-- Task to carry out --
Can you edit the lines below so that each "indicate" reads "mark", with nothing else changed?

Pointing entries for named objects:
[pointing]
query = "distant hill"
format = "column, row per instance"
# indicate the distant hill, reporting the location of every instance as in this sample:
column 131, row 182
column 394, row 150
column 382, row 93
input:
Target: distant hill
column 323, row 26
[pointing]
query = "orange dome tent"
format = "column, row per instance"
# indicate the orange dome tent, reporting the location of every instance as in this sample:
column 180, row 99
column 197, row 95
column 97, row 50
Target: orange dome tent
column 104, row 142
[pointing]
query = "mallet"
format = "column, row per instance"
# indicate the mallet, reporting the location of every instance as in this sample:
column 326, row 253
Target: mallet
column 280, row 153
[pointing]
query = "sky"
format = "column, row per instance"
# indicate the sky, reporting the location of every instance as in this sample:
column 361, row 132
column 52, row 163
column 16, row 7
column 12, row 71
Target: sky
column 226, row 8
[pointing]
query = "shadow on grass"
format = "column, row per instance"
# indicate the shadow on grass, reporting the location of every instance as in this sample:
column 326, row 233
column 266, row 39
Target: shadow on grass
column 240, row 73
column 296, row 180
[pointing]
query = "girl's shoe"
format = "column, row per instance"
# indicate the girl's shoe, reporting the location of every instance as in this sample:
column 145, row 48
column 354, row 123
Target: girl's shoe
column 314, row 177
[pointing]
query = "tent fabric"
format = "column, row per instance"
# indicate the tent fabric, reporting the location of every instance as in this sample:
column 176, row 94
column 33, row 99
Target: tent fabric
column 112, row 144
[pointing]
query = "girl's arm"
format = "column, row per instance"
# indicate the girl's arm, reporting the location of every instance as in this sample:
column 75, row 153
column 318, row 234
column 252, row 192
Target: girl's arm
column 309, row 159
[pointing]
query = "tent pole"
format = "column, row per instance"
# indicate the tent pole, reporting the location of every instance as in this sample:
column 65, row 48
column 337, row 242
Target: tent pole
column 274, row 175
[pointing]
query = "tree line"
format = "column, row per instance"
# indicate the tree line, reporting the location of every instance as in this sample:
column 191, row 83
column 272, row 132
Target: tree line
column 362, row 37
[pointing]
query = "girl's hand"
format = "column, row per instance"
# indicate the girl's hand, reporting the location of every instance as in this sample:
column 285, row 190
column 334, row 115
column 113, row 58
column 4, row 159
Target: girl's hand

-- Answer to the problem --
[pointing]
query = "distant hill"
format = "column, row per instance"
# mark the distant hill, reporting the location of every instance as in this sample:
column 131, row 182
column 394, row 150
column 382, row 93
input:
Target: distant hill
column 323, row 26
[pointing]
query = "orange dome tent"
format = "column, row per instance"
# mark the orange dome tent, reporting the location of every instance as in this sample:
column 180, row 99
column 197, row 95
column 97, row 50
Target: orange dome tent
column 104, row 142
[pointing]
query = "mallet"
format = "column, row per instance"
# mark the mallet, reporting the location of every instance as in this sample:
column 326, row 253
Target: mallet
column 280, row 153
[pointing]
query = "sky"
format = "column, row per instance"
# mark the sky, reporting the location of every instance as in this sample:
column 361, row 132
column 52, row 163
column 16, row 7
column 12, row 71
Target: sky
column 226, row 8
[pointing]
query = "shadow on grass"
format = "column, row per instance"
# mark the shadow on grass, reporting the location of every instance as in this sample:
column 326, row 233
column 266, row 39
Target: shadow on grass
column 240, row 73
column 296, row 180
[pointing]
query = "girl's shoe"
format = "column, row per instance"
# mark the girl's shoe, reporting the location of every instance as in this sample:
column 145, row 48
column 354, row 123
Target: girl's shoe
column 314, row 177
[pointing]
query = "tent fabric"
format = "column, row per instance"
# mark the tent fabric, reporting the location of every instance as in this sample:
column 176, row 94
column 33, row 99
Target: tent fabric
column 112, row 144
[pointing]
query = "girl's arm"
format = "column, row per instance"
# mark the girl's arm, reporting the location of every instance as in this sample:
column 75, row 153
column 318, row 234
column 252, row 192
Target: girl's arm
column 309, row 159
[pointing]
query = "tent pole"
format = "column, row per instance"
# mark the tent pole, reporting the location of every instance as in this sample:
column 65, row 48
column 337, row 242
Target: tent pole
column 274, row 175
[pointing]
query = "tree line"
format = "column, row per instance"
# mark the tree line, reporting the location of every instance as in this sample:
column 191, row 83
column 272, row 132
Target: tree line
column 362, row 37
[pointing]
query = "girl's hand"
format = "column, row per instance"
# mark the girl's hand, reporting the location of every instance as in this sample:
column 285, row 190
column 334, row 115
column 113, row 58
column 4, row 159
Target: girl's hand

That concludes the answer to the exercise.